Update all of the items below, changing every instance of "Pick out" to "Locate" and keeping everything else as it is.

---------- Excerpted data ----------

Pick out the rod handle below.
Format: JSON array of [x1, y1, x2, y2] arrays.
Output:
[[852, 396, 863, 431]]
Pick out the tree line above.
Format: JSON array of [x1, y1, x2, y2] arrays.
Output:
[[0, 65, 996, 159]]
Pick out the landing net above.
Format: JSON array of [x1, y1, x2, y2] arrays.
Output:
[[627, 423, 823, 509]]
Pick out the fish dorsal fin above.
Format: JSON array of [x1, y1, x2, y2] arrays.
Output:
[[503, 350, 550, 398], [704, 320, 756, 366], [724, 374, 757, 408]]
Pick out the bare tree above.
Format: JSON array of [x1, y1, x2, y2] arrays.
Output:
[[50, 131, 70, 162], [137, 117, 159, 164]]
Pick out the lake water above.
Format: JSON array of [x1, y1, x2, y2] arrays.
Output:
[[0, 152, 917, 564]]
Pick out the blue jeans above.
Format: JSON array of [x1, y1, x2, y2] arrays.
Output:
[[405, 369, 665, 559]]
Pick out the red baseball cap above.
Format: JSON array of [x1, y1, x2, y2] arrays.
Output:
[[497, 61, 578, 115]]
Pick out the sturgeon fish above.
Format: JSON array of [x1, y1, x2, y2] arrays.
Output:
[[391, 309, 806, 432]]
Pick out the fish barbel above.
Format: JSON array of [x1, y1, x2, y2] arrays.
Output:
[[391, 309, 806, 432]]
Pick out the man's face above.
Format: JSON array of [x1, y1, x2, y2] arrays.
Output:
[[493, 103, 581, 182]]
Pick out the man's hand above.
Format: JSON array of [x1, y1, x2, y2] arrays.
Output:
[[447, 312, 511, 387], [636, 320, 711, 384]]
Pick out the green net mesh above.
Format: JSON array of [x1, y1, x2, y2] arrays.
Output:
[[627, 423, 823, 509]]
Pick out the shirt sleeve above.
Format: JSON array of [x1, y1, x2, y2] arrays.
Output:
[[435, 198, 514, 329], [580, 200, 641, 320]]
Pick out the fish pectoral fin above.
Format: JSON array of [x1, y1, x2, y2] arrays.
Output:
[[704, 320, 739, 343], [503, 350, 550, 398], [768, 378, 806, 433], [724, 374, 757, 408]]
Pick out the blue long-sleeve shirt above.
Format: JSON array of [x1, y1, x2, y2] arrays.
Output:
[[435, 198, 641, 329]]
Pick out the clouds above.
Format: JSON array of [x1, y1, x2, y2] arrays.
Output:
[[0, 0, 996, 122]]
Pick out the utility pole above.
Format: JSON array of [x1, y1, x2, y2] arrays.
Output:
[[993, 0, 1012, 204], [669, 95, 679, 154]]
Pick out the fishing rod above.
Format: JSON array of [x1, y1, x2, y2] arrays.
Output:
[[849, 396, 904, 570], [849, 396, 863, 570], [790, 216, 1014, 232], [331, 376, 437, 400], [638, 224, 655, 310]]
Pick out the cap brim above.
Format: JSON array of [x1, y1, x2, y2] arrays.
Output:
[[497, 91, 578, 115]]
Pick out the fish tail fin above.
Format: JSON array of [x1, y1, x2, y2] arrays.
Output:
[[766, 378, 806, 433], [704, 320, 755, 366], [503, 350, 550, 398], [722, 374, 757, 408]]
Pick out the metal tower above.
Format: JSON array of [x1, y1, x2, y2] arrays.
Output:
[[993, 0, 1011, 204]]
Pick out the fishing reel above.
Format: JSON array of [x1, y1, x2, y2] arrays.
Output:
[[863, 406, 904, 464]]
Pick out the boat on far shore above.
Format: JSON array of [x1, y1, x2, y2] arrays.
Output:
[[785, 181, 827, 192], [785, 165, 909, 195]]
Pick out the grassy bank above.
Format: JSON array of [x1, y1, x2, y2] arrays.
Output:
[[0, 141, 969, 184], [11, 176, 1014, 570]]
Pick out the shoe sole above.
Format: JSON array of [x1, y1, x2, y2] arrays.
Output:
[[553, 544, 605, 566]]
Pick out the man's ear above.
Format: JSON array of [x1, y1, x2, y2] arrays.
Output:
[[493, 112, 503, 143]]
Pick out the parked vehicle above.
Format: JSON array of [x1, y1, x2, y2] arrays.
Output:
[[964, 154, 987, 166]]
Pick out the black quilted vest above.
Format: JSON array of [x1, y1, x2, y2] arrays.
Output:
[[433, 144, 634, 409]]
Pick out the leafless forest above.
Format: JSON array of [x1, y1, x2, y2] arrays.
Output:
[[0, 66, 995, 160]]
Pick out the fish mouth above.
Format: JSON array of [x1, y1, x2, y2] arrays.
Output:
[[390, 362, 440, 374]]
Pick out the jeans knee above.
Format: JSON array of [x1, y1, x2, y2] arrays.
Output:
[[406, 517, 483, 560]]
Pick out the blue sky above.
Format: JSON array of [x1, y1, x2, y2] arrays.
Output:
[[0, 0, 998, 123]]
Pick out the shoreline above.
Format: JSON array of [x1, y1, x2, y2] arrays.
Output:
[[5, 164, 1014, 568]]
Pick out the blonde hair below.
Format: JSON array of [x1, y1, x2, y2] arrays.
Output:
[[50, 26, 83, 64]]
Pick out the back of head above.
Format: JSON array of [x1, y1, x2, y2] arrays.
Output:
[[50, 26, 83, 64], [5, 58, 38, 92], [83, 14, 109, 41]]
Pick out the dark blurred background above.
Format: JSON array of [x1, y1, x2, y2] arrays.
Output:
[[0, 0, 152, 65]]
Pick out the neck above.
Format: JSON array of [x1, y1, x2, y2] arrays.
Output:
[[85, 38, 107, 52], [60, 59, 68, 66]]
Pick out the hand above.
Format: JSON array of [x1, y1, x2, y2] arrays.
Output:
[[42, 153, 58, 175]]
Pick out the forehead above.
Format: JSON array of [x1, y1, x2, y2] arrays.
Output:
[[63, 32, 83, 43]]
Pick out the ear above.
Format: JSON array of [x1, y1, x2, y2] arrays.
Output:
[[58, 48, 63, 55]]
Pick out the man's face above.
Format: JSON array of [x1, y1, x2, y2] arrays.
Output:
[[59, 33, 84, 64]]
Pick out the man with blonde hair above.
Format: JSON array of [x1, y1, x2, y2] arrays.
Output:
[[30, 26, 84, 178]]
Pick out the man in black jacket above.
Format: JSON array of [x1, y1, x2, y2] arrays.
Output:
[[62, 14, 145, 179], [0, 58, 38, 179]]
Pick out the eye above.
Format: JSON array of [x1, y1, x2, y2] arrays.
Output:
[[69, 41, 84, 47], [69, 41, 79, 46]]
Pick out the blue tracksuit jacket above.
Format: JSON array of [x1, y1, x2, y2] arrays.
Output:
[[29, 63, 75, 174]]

----------

■ **Result of this exercise**
Locate the rod handle below.
Format: JSON array of [x1, y1, x2, y2] arrays.
Output:
[[852, 396, 863, 431]]
Locate the tree line above.
Format: JSON array of [x1, y1, x2, y2] arrays.
Output:
[[0, 65, 996, 159]]
Locate the landing net above.
Format: JSON array of [x1, y1, x2, y2] arrays.
Output:
[[627, 423, 823, 509]]
Locate the fish dorsal fin above.
Format: JSON array of [x1, y1, x2, y2] arrays.
Output:
[[503, 350, 550, 398], [704, 320, 756, 366], [724, 374, 757, 408]]
Locate the bare tree above.
Format: JSON array of [x1, y1, x2, y2] arrays.
Output:
[[50, 131, 70, 162], [137, 117, 159, 164]]
Locate the lake water above.
Format: JSON array of [x1, y1, x2, y2] arrays.
Output:
[[0, 152, 917, 564]]
Locate the blue jeans above.
Format: JSON array of [x1, y1, x2, y2] arrays.
Output:
[[405, 369, 665, 559]]
Locate the red baseball cap above.
Format: JSON array of [x1, y1, x2, y2] arrays.
Output:
[[497, 61, 578, 115]]
Locate the sturgeon fish above.
Format: JSON array of [x1, y1, x2, y2] arrays.
Output:
[[391, 309, 806, 432]]
Locate the fish barbel above.
Format: JSON array of [x1, y1, x2, y2] arrays.
Output:
[[391, 309, 806, 432]]
Locate the man's face above.
Format: JSON array of [x1, y1, x2, y2] arrays.
Output:
[[493, 103, 581, 182]]
Locate the man's hand above.
Format: JSON array of [x1, y1, x2, y2] arrays.
Output:
[[447, 312, 511, 387], [636, 320, 711, 384]]
Locate the green net mesh above.
Format: JSON array of [x1, y1, x2, y2] arrays.
Output:
[[627, 423, 823, 509]]
Locate the shirt sleeve above.
Format: JSON array of [x1, y1, x2, y2] arrays.
Output:
[[435, 198, 514, 329], [580, 200, 641, 320]]
Locate the fish pectoral fin above.
Format: JSON array of [x1, y1, x2, y2] arrays.
Output:
[[704, 320, 739, 343], [503, 350, 550, 398], [768, 378, 806, 433], [724, 374, 757, 408]]
Locate the blue long-sleeve shirt above.
Format: JSON array of [x1, y1, x2, y2] arrays.
Output:
[[435, 198, 641, 329]]
Locate the clouds above.
Format: JSON array of [x1, y1, x2, y2] arrays.
Output:
[[0, 0, 996, 122]]
Locate the utility pole above.
Format: JSON array of [x1, y1, x2, y2] arrays.
Output:
[[993, 0, 1012, 204], [669, 95, 679, 154]]
Locate the fishing rod above.
Format: JSON array of [x1, y1, x2, y2] arrays.
Output:
[[849, 396, 904, 570], [849, 396, 863, 570], [790, 216, 1014, 232], [331, 376, 437, 400], [638, 224, 655, 310]]
Locate the cap brim above.
Format: JSON array of [x1, y1, x2, y2] arrays.
Output:
[[497, 91, 578, 115]]
Locate the fish tail fin above.
Format: JSON array of [x1, y1, x2, y2] arrays.
Output:
[[766, 378, 806, 433], [704, 320, 755, 366], [503, 350, 550, 398], [722, 374, 757, 408]]
Locate the metal tower above.
Format: JSON array of [x1, y1, x2, y2] arrays.
Output:
[[993, 0, 1011, 204]]
Locate the fishing reel above.
Format: JSON array of [x1, y1, x2, y2] arrays.
Output:
[[863, 406, 904, 464]]
Locate the boat on far shore above.
Format: JSON array of [x1, y1, x2, y2] arrays.
Output:
[[785, 181, 827, 192], [785, 165, 909, 195]]
Locate the grassy bank above.
Format: JSON array of [x1, y1, x2, y2] arrays.
Output:
[[0, 141, 969, 184], [11, 176, 1014, 570]]
Locate the shoe sole above.
Format: JSON array of [x1, y1, x2, y2] arrays.
Output:
[[553, 544, 605, 566]]
Locate the man's ear above.
Format: JSON array of [x1, y1, x2, y2] arrays.
Output:
[[493, 112, 503, 143]]
Locate the parked vehicle above.
Format: JSON array of [x1, y1, x2, y2] arrays.
Output:
[[964, 154, 987, 166]]
Locate the black quilted vest above.
Format: JSON array of [x1, y1, x2, y2] arrays.
Output:
[[433, 144, 634, 409]]
Locate the leafless forest above.
Format: JSON array of [x1, y1, x2, y2] arrays.
Output:
[[0, 66, 995, 160]]
Locate the fish mouth above.
Format: JSON array of [x1, y1, x2, y2] arrays.
Output:
[[390, 362, 440, 374]]
Locate the jeans knee above.
Format: JSON array of [x1, y1, x2, y2] arrays.
Output:
[[406, 517, 483, 560]]
Locate the blue sky above.
Format: JSON array of [x1, y1, x2, y2] arrays.
Output:
[[0, 0, 998, 123]]
Locate the shoreline above.
Format: JSON array of [x1, y1, x2, y2] arrays.
Output:
[[5, 164, 1014, 568]]
Locate the blonde hair below.
Format: JSON array of [x1, y1, x2, y2] arrays.
Output:
[[50, 26, 83, 64]]
Locate the back of head above.
Format: JSON array of [x1, y1, x2, y2] arrays.
Output:
[[50, 26, 83, 64], [5, 58, 38, 92], [83, 14, 109, 41]]
Locate the dark blurred background above.
Format: JSON array of [x1, y1, x2, y2] arrays.
Output:
[[0, 0, 152, 65]]
Locate the neck above.
Format: JSON array of [x1, y1, x2, y2] arrays.
Output:
[[85, 38, 107, 52], [60, 59, 68, 66]]
Locate the hand above.
Format: JSON array of [x1, y1, x2, y2] arrays.
Output:
[[42, 153, 58, 175]]
Locate the forehead above.
Format: JSON array of [x1, y1, x2, y2] arrays.
Output:
[[63, 32, 83, 43]]
Locate the ear above.
Format: JSON array of [x1, y1, x2, y2] arrays.
Output:
[[58, 48, 63, 55]]
Locate the man's face above.
Format: JSON array of [x1, y1, x2, y2] arrays.
Output:
[[59, 33, 84, 64]]
Locate the man with blonde hair above.
Format: JSON array of [x1, y1, x2, y2] arrays.
Output:
[[30, 26, 84, 178]]
Locate the man in black jacket above.
Format: JSON array of [x1, y1, x2, y2] arrays.
Output:
[[62, 14, 145, 179], [0, 58, 38, 179]]
Locate the eye above.
Format: JSON array of [x1, y1, x2, y2] arrays.
Output:
[[69, 41, 84, 47], [69, 41, 79, 46]]
Locate the blue tracksuit jacket above.
Format: JSON array of [x1, y1, x2, y2] arrays.
Output:
[[29, 63, 75, 174]]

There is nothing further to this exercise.